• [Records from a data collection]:
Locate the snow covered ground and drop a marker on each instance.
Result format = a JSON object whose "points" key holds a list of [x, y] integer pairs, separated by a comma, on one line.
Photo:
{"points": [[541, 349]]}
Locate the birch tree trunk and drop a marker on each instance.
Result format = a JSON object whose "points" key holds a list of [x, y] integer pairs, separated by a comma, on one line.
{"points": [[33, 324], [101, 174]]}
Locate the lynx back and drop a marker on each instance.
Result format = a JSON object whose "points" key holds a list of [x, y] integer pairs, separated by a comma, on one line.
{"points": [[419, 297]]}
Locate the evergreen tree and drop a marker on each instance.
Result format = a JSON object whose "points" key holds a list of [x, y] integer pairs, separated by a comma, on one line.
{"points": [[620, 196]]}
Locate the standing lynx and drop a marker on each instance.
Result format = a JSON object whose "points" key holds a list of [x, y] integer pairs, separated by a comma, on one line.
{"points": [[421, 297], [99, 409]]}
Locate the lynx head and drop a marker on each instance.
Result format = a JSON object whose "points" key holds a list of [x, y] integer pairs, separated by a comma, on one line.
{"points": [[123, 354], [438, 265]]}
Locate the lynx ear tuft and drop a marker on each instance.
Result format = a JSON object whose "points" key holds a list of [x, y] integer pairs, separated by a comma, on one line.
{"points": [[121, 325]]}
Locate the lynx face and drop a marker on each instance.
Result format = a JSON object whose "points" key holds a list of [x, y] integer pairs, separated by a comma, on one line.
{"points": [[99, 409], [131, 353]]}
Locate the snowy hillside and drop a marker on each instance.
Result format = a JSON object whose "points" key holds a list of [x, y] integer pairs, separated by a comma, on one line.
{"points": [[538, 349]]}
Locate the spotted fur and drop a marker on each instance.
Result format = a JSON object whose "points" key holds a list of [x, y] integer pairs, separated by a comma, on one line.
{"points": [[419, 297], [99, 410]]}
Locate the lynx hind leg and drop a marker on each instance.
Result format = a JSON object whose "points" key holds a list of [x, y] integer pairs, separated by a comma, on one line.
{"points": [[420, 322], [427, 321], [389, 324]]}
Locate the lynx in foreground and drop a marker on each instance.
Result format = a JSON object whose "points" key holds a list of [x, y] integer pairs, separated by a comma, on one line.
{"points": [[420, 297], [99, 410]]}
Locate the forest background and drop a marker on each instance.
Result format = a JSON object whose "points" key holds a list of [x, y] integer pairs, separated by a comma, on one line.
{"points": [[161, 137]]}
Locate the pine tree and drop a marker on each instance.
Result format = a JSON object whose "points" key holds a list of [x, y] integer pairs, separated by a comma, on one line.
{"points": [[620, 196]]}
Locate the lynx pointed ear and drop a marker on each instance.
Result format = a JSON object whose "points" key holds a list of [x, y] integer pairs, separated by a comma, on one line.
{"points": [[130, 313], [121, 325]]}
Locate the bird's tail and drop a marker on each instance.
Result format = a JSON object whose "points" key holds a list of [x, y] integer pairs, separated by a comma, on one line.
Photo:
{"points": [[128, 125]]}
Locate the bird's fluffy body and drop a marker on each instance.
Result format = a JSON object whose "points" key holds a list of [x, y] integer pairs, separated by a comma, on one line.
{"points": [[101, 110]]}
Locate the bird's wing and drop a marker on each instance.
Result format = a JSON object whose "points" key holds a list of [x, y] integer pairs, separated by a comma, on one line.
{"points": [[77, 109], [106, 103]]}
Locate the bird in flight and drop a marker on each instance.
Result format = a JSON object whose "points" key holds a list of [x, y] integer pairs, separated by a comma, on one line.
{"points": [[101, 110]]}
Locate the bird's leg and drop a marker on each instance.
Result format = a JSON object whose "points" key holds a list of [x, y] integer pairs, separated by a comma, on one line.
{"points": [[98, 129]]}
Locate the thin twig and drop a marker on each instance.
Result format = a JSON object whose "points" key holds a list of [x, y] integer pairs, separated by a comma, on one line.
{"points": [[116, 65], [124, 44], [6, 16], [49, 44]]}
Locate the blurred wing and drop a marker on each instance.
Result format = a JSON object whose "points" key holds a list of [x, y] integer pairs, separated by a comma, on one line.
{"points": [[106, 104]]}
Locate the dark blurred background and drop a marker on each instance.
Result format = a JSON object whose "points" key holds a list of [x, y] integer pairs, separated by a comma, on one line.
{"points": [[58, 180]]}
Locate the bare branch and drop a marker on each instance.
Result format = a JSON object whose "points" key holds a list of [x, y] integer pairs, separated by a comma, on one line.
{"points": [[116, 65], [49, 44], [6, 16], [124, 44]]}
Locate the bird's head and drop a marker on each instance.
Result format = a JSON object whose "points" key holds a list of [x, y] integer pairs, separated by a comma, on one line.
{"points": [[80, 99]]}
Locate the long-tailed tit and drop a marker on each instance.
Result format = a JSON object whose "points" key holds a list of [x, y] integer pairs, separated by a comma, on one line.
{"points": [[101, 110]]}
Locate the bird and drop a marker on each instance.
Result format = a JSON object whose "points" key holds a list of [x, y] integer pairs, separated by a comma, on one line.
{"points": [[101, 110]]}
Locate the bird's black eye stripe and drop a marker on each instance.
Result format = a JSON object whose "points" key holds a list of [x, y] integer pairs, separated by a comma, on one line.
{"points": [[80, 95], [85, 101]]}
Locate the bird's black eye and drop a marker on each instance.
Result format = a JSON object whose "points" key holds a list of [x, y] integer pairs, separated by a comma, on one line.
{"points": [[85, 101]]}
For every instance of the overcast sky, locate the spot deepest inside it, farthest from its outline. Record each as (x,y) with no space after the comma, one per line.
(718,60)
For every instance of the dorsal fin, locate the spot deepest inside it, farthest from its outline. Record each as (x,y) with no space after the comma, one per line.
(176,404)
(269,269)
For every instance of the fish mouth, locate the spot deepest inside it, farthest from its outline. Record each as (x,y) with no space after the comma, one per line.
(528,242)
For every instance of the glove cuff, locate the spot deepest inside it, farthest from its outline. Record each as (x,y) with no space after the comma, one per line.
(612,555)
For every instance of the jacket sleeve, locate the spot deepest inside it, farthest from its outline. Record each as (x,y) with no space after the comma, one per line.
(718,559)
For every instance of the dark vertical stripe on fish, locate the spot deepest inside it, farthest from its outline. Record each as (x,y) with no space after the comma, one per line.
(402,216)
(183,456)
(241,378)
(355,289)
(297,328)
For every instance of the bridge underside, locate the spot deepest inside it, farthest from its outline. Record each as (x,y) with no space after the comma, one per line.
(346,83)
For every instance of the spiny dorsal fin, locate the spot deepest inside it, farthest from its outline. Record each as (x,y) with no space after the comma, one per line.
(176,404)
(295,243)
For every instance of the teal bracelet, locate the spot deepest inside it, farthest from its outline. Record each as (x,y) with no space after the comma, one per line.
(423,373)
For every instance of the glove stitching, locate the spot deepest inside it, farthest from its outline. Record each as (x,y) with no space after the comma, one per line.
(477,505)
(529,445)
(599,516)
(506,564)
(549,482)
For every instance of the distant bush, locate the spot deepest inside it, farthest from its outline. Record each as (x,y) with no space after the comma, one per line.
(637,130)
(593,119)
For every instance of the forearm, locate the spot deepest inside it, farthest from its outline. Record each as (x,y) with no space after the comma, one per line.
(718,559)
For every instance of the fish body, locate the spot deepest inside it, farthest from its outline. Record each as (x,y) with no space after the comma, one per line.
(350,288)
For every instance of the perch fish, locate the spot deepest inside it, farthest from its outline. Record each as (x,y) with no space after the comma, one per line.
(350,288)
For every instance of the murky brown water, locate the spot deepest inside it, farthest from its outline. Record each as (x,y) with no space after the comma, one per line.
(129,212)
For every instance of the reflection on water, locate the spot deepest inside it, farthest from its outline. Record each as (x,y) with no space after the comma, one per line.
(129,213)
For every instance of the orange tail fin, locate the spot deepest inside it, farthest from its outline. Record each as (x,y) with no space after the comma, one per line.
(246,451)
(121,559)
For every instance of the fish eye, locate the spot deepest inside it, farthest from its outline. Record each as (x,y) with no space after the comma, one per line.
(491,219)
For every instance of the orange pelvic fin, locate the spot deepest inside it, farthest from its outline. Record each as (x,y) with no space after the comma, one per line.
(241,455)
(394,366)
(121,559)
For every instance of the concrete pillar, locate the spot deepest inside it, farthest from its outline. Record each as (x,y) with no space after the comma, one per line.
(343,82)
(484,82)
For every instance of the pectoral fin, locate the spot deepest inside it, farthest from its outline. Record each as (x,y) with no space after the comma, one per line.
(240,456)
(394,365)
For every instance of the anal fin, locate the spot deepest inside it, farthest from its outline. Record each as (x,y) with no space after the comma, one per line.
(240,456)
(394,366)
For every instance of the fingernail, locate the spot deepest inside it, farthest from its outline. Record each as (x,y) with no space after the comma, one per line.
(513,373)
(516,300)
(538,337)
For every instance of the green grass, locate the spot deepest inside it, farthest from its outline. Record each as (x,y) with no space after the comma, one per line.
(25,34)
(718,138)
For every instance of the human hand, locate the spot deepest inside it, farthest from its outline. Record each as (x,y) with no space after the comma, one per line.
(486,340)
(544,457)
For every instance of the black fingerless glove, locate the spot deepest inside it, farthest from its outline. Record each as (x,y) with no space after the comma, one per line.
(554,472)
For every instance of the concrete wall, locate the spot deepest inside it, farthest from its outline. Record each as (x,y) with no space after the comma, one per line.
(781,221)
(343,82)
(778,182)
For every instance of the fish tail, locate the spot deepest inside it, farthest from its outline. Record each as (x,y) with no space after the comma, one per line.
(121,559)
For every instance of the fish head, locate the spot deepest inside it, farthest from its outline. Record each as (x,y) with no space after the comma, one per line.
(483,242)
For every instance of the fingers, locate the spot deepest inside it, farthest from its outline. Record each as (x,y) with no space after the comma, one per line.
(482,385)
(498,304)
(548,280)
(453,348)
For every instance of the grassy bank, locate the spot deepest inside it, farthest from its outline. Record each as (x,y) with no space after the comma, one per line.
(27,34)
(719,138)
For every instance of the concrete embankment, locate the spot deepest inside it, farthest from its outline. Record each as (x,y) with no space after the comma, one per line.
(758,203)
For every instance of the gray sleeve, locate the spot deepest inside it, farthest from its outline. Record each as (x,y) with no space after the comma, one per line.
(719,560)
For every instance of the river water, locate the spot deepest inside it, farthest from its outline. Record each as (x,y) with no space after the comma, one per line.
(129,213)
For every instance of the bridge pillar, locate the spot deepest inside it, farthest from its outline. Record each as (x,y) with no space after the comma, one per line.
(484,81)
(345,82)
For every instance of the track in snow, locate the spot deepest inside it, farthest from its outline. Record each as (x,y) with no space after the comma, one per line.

• [WHAT THE TASK ASKS]: All lines above containing the string "tree": copy each one.

• [RESULT]:
Locate the birch tree trunk and drop a marker on each instance.
Locate the evergreen tree and drop a marker on each instance.
Locate the pine tree and drop a marker on each instance.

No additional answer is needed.